- GIVEN EXERCISE: The records that follow must be repeated verbatim, every one of them.

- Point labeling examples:
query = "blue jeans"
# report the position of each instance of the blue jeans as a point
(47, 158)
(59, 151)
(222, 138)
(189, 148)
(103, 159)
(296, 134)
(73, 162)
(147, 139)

- SOLUTION BELOW:
query = "blue jeans"
# report the position of each instance of the blue jeans as a point
(47, 158)
(59, 151)
(222, 138)
(189, 148)
(103, 159)
(296, 134)
(73, 162)
(147, 139)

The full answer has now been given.